== Work instructions ==
Answer these questions from the COVID-19 hyponatremia abstract:
1. Which electrolyte disorder does the Background single out?
2. How many patients with COVID-19 were included in the study?
3. Which research center is listed in affiliation 3-?

2- Metabolic Diseases Research Center, Research Institute for Prevention of Non-communicable Diseases, Qazvin University of Medical Sciences, Qazvin, Iran. , maryam.gheraati22@gmail.com
3- Medical Microbiology Research Center, Qazvin University of Medical Sciences, Qazvin, Iran.
Abstract:   (23426 Views)
Background: Electrolyte disorders, particularly hyponatremia, have been reported in a considerable number of patients with Coronavirus Disease 2019 (COVID-19).
Objective: The current study aims to evaluate the risk factors, symptoms, and prognosis of hyponatremia in hospitalized patients with COVID-19.
Methods: In this retrospective cohort study, 467 patients with COVID-19 were divided into 4 groups based on the sodium level at the time of admission: normal, mild hyponatremia, moderate hyponatremia, and severe hyponatremia. Symptoms, laboratory findings, and prognosis were compared among these groups. The risk factors for the occurrence of moderate/severe hyponatremia and the association of hyponatremia with in-hospital mortality were investigated using logistic regression analysis.

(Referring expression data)

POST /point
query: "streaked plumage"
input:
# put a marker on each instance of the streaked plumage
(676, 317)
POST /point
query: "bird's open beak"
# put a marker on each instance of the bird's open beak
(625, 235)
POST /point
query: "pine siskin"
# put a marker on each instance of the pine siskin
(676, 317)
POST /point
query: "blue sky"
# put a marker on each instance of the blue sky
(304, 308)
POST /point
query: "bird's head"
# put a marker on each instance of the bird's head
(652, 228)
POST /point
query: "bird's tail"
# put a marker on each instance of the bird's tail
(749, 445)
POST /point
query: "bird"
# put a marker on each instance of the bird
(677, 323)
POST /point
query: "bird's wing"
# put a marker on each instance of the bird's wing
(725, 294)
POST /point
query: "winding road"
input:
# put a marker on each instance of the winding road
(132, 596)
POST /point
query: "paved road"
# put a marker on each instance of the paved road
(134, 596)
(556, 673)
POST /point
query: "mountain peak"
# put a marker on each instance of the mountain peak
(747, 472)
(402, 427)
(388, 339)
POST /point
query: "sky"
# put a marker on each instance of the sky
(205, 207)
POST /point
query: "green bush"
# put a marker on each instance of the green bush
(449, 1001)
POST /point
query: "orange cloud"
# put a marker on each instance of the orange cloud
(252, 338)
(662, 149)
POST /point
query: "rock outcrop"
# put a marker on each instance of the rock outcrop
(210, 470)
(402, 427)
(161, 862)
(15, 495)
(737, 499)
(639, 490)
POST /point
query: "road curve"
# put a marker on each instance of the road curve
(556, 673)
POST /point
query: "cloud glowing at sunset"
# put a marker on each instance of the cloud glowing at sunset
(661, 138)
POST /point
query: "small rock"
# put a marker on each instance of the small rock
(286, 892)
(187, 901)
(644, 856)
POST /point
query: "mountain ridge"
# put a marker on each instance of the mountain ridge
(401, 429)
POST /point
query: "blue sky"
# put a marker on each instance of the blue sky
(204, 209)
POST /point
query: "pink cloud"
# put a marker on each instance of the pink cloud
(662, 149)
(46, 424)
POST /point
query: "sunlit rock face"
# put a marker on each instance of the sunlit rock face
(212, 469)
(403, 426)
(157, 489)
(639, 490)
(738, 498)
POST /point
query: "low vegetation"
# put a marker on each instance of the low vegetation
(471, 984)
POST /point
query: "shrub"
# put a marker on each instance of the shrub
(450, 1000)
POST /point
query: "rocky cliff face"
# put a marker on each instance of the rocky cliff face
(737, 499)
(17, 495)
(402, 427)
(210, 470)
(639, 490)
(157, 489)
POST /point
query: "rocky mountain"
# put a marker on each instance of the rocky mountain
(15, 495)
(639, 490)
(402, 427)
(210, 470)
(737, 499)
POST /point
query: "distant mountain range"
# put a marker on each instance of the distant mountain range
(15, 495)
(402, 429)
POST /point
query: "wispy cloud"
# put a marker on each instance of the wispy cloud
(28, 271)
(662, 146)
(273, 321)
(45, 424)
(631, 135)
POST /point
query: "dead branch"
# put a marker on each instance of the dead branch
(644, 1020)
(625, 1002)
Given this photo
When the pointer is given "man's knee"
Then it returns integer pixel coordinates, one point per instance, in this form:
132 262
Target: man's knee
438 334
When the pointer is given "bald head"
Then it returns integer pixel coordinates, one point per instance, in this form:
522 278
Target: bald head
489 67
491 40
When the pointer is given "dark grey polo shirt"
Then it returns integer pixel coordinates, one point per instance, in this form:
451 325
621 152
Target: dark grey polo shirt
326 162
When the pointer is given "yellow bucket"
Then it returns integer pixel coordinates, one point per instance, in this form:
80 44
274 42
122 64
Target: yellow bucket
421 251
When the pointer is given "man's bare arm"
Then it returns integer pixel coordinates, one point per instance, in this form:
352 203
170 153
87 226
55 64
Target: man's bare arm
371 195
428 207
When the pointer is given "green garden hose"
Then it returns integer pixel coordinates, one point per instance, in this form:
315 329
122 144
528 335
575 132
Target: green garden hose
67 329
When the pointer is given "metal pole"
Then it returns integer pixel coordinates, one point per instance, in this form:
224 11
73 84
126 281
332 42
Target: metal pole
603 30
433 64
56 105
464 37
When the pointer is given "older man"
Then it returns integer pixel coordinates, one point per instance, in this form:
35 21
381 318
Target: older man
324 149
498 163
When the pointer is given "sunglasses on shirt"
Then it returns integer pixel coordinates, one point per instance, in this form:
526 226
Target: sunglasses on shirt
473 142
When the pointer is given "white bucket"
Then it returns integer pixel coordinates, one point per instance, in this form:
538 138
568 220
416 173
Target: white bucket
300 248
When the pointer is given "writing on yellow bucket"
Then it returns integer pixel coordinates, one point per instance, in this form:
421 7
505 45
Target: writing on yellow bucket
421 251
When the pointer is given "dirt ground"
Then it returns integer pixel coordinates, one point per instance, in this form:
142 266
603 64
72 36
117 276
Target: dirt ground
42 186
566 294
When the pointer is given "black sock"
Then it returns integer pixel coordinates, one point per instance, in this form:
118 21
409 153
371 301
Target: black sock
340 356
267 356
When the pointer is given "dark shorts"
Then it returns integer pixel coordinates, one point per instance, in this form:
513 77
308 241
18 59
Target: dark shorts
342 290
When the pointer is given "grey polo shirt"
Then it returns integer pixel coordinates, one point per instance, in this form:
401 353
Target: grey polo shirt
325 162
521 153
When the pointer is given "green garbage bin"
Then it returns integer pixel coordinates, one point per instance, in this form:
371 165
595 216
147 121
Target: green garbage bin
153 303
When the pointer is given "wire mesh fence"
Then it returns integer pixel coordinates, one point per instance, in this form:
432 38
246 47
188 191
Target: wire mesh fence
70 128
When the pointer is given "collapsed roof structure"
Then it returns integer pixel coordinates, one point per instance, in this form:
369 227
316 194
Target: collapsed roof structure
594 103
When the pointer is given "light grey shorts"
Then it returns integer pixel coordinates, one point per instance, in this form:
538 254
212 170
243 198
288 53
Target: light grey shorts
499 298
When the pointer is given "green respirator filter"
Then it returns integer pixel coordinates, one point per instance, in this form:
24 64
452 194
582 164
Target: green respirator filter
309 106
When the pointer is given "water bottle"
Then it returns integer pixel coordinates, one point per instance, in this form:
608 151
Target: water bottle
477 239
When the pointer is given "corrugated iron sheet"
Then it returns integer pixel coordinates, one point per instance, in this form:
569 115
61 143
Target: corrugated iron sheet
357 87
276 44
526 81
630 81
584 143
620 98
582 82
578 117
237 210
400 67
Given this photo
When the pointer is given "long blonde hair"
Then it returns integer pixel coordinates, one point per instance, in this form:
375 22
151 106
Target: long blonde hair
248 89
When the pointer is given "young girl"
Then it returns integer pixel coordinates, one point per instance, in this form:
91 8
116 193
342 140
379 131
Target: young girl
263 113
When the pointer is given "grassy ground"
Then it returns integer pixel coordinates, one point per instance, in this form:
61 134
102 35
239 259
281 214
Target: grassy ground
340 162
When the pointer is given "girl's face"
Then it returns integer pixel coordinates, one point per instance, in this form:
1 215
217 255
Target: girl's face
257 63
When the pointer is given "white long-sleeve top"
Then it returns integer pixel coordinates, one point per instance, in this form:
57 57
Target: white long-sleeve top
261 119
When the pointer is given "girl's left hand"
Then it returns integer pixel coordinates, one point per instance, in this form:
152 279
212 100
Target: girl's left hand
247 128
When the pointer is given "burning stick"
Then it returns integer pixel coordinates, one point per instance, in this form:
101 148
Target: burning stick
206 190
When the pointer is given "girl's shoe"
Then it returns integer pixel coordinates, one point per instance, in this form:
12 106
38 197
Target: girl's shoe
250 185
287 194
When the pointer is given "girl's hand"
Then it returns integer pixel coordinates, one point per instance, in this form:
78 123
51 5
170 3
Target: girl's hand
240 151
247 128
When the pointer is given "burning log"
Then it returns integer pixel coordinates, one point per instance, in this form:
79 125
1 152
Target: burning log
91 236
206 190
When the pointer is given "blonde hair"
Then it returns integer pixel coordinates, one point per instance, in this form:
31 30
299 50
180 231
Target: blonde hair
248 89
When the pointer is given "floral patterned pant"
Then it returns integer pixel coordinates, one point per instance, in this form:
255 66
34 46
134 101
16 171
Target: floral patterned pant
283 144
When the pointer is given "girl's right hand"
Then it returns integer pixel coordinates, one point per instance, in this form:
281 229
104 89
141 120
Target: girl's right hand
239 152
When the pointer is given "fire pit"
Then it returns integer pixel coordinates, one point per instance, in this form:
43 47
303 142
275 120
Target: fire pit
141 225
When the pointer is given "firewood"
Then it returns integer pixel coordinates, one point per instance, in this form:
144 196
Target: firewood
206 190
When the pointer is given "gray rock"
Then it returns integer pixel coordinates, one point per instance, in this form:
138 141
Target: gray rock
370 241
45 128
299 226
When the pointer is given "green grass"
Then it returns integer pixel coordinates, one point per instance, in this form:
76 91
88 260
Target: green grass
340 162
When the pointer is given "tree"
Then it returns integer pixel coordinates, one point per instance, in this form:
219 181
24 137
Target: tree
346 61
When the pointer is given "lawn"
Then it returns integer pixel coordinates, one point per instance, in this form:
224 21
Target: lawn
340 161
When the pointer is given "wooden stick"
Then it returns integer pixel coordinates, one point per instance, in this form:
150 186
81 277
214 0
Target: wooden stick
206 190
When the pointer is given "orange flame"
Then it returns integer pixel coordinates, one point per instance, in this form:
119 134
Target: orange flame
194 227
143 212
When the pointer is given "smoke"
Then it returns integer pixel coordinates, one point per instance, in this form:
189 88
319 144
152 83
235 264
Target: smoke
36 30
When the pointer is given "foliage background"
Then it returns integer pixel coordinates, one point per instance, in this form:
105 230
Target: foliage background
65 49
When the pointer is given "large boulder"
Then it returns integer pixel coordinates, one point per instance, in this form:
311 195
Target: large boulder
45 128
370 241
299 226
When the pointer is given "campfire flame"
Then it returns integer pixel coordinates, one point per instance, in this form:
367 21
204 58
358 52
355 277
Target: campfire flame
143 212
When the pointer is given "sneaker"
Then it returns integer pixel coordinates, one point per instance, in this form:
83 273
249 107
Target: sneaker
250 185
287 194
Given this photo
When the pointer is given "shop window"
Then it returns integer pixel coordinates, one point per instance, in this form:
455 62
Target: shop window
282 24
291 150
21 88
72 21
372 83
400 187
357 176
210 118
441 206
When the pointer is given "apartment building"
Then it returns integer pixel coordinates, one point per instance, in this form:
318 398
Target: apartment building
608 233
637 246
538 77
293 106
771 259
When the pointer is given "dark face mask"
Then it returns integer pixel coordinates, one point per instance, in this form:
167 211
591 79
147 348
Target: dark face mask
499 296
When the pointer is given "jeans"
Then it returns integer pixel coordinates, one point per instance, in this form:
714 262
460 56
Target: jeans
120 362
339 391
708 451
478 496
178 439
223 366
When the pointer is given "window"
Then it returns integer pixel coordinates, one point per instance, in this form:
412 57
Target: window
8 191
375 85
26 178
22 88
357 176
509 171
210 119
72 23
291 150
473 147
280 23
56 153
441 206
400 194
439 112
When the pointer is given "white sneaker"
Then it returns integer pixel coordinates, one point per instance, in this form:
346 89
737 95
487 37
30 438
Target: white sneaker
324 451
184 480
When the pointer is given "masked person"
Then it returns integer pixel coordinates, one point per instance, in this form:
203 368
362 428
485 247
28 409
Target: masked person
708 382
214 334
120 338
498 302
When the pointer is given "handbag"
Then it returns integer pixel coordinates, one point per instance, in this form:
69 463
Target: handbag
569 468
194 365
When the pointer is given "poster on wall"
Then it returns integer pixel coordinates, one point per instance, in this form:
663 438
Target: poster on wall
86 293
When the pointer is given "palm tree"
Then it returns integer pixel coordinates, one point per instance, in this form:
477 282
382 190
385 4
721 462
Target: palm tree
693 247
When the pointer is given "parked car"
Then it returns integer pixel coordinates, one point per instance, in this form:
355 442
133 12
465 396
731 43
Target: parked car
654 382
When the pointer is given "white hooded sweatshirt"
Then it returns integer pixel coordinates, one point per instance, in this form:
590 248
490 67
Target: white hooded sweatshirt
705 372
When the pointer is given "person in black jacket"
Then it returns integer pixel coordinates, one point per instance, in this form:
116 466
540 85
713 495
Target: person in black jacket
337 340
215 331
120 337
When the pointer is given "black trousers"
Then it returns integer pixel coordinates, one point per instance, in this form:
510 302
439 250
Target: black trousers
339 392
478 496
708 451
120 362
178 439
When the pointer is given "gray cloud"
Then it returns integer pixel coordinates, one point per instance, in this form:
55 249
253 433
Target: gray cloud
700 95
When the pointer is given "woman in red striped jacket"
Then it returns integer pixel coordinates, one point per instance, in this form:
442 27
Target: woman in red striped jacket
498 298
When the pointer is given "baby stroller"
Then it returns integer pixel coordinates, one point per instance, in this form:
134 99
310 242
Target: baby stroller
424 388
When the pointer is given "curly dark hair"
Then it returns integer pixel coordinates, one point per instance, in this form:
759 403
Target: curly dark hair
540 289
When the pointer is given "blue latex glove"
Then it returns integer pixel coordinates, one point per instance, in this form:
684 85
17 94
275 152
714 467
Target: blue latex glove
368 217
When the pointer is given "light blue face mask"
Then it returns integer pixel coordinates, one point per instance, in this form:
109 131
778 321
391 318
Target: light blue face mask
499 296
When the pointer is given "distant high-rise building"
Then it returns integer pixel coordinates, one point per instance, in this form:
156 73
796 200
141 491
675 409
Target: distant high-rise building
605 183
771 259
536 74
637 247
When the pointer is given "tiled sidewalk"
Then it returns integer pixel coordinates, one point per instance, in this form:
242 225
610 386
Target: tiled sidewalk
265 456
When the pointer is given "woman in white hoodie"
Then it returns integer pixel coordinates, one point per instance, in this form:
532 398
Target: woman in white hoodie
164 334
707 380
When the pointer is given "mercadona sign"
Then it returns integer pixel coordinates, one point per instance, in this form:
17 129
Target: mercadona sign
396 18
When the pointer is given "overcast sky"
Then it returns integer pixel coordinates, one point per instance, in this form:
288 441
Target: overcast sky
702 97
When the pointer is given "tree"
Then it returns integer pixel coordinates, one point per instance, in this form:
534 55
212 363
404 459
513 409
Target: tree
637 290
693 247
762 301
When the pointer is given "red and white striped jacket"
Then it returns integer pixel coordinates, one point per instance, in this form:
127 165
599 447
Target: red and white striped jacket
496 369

== Answer space ==
1. Hyponatremia
2. 467
3. The Medical Microbiology Research Center, Qazvin University of Medical Sciences, Qazvin, Iran